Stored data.
- - - - - - -

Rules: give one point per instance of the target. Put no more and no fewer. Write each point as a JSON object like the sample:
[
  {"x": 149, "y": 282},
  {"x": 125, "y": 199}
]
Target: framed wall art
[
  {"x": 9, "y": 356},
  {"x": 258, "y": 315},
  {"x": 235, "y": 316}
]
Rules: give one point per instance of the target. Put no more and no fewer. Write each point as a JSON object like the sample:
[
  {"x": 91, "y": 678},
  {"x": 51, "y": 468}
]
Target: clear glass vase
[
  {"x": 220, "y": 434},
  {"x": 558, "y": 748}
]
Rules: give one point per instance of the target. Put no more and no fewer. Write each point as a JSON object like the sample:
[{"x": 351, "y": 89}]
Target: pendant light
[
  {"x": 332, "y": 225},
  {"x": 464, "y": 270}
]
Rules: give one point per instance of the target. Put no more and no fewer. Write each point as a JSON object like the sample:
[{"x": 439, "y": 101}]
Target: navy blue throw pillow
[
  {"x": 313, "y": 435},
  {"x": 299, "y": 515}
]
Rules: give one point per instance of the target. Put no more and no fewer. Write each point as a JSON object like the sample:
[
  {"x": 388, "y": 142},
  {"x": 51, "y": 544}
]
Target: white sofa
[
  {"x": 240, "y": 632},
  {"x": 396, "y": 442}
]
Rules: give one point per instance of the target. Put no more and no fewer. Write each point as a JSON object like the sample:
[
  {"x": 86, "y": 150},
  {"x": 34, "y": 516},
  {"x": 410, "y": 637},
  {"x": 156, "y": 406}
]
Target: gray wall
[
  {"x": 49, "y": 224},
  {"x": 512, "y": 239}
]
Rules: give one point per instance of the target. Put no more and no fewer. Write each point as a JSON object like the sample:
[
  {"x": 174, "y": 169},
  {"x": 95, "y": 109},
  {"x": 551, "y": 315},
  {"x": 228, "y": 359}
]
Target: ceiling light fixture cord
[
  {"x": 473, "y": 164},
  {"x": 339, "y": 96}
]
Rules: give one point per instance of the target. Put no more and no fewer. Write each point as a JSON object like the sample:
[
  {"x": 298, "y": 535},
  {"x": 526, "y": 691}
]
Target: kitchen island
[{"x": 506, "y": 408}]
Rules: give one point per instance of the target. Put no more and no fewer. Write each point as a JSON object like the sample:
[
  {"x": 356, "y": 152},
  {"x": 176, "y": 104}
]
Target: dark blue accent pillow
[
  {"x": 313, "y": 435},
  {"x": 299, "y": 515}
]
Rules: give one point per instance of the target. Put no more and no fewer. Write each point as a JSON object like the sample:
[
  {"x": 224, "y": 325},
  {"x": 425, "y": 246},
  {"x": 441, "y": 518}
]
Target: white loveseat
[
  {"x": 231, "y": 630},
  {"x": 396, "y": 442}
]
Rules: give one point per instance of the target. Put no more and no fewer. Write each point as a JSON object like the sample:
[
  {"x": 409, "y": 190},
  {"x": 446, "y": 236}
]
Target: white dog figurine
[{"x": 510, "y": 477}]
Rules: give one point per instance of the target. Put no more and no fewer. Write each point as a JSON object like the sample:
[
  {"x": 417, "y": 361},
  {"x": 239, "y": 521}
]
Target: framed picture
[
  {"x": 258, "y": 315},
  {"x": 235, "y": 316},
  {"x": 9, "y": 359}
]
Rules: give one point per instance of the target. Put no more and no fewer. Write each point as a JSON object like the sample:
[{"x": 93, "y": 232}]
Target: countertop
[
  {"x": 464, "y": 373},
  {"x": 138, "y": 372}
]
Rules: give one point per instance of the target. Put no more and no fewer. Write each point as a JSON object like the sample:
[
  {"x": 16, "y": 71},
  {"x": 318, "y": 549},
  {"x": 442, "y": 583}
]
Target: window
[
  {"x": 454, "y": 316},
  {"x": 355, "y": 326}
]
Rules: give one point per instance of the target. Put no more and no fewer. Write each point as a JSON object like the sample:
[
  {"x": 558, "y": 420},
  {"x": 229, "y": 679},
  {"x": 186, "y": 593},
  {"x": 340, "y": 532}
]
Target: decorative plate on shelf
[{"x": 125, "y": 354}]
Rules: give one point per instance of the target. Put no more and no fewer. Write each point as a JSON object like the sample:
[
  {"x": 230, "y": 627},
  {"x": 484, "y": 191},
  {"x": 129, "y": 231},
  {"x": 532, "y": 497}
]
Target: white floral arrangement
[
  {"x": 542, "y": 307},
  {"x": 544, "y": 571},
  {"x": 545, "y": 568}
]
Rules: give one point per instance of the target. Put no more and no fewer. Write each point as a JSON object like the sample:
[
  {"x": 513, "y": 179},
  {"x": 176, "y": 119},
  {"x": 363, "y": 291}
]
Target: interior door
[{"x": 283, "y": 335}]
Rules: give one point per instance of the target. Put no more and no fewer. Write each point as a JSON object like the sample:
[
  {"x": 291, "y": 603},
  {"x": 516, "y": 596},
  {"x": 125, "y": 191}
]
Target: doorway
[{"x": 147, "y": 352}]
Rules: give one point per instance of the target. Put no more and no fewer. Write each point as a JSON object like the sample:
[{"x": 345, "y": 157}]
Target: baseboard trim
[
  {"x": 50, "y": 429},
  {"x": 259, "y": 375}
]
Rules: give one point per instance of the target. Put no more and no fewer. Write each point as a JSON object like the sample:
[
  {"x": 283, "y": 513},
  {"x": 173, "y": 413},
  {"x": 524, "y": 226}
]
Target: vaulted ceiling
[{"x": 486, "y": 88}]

- - - - - - -

What to produce. Could you transcribe the records in full, exactly?

Task output.
Rules: give one point per instance of the target. Put no more and no fewer. Write each point as a JSON object like the sample:
[
  {"x": 149, "y": 282},
  {"x": 125, "y": 199}
]
Target: framed wall art
[
  {"x": 9, "y": 356},
  {"x": 258, "y": 315},
  {"x": 235, "y": 316}
]
Rules: give one point per instance of the target. Put no more and no fewer. Write each point as a JSON object like the sample:
[
  {"x": 91, "y": 678},
  {"x": 51, "y": 468}
]
Target: clear glass vase
[
  {"x": 220, "y": 434},
  {"x": 558, "y": 748}
]
Rules: give one point per instance of the target. Put no more and no fewer. Write each point as a JSON object like the sample:
[{"x": 351, "y": 89}]
Target: pendant light
[
  {"x": 332, "y": 225},
  {"x": 464, "y": 270}
]
Rules: give one point per instance of the target. Put no more and no fewer. Write each point as a JSON object like the sample:
[{"x": 439, "y": 101}]
Target: navy blue throw pillow
[
  {"x": 313, "y": 435},
  {"x": 299, "y": 515}
]
Rules: give one point per instance of the target. Put no more and no fewer. Write each point as a JSON object like the sample:
[
  {"x": 388, "y": 142},
  {"x": 51, "y": 544}
]
Target: white sofa
[
  {"x": 240, "y": 632},
  {"x": 396, "y": 442}
]
Rules: give one point per instance of the target. Put no more and no fewer. Write each point as a JSON object like the sample:
[
  {"x": 86, "y": 150},
  {"x": 34, "y": 516},
  {"x": 410, "y": 637},
  {"x": 156, "y": 406}
]
Target: gray wall
[
  {"x": 49, "y": 224},
  {"x": 512, "y": 239}
]
Rules: give one point per instance of the target. Put no more and no fewer. Write each point as a JSON object like the sample:
[
  {"x": 174, "y": 169},
  {"x": 95, "y": 109},
  {"x": 551, "y": 315},
  {"x": 228, "y": 359}
]
Target: ceiling light fixture cord
[
  {"x": 473, "y": 164},
  {"x": 339, "y": 96}
]
Rules: give one point per instance of the target. Put no more and no fewer. Write each point as a JSON object like the sample:
[
  {"x": 298, "y": 535},
  {"x": 526, "y": 691}
]
Target: kitchen island
[{"x": 506, "y": 408}]
Rules: give one point per instance of the target. Put no more and no fewer. Write each point as a JSON object like the sample:
[
  {"x": 356, "y": 152},
  {"x": 176, "y": 104}
]
Target: dark blue accent pillow
[
  {"x": 313, "y": 435},
  {"x": 299, "y": 515}
]
Rules: give one point per instance of the target. Put no more and no fewer. Write each point as a JSON object like the sample:
[
  {"x": 224, "y": 325},
  {"x": 425, "y": 246},
  {"x": 441, "y": 518}
]
Target: white loveseat
[
  {"x": 231, "y": 630},
  {"x": 396, "y": 442}
]
Rules: give one point per instance of the target. Put no more and no fewer. Write each point as a JSON object like the sample:
[
  {"x": 409, "y": 190},
  {"x": 446, "y": 236}
]
Target: white dog figurine
[{"x": 510, "y": 477}]
Rules: give one point per instance of the target. Put no more and no fewer. Write each point as a JSON object like the sample:
[
  {"x": 417, "y": 361},
  {"x": 239, "y": 521}
]
Target: framed picture
[
  {"x": 258, "y": 315},
  {"x": 235, "y": 316},
  {"x": 9, "y": 359}
]
Rules: give one point per instance of the target. Put no more and no fewer. Write each point as a JSON object like the sample:
[{"x": 93, "y": 232}]
Target: countertop
[
  {"x": 464, "y": 373},
  {"x": 138, "y": 372}
]
Rules: give one point per instance of the target. Put no more and no fewer. Write each point as a JSON object like the sample:
[
  {"x": 16, "y": 71},
  {"x": 318, "y": 549},
  {"x": 442, "y": 583}
]
Target: window
[
  {"x": 454, "y": 316},
  {"x": 355, "y": 326}
]
Rules: give one point per instance of the target. Put no more and no fewer. Write each point as a JSON object like the sample:
[
  {"x": 558, "y": 420},
  {"x": 229, "y": 679},
  {"x": 186, "y": 593},
  {"x": 340, "y": 532}
]
Target: decorative plate on shelf
[{"x": 125, "y": 354}]
Rules: give one point per instance of the target. Put no more and no fewer. Write each point as a JSON object like the sample:
[
  {"x": 230, "y": 627},
  {"x": 484, "y": 191},
  {"x": 129, "y": 231},
  {"x": 532, "y": 497}
]
Target: white floral arrangement
[
  {"x": 542, "y": 307},
  {"x": 544, "y": 571},
  {"x": 545, "y": 568}
]
Rules: give one point per instance of the target. Put no more and no fewer. Write each point as a JSON object like the sample:
[
  {"x": 513, "y": 179},
  {"x": 176, "y": 119},
  {"x": 363, "y": 291}
]
Target: interior door
[{"x": 283, "y": 335}]
Rules: give one point per instance of the target. Put no more and no fewer. Write each point as a JSON object like the sample:
[
  {"x": 291, "y": 603},
  {"x": 516, "y": 596},
  {"x": 125, "y": 191}
]
Target: doorway
[{"x": 147, "y": 352}]
Rules: give one point per instance of the target. Put no more and no fewer. Write each point as a JSON object like the sample:
[{"x": 345, "y": 157}]
Target: baseboard trim
[
  {"x": 50, "y": 429},
  {"x": 259, "y": 375}
]
Rules: give one point per instance of the target. Put no more and no fewer. Write each point as a JSON object like the sample:
[
  {"x": 283, "y": 513},
  {"x": 173, "y": 413},
  {"x": 524, "y": 226}
]
Target: vaulted ceiling
[{"x": 486, "y": 88}]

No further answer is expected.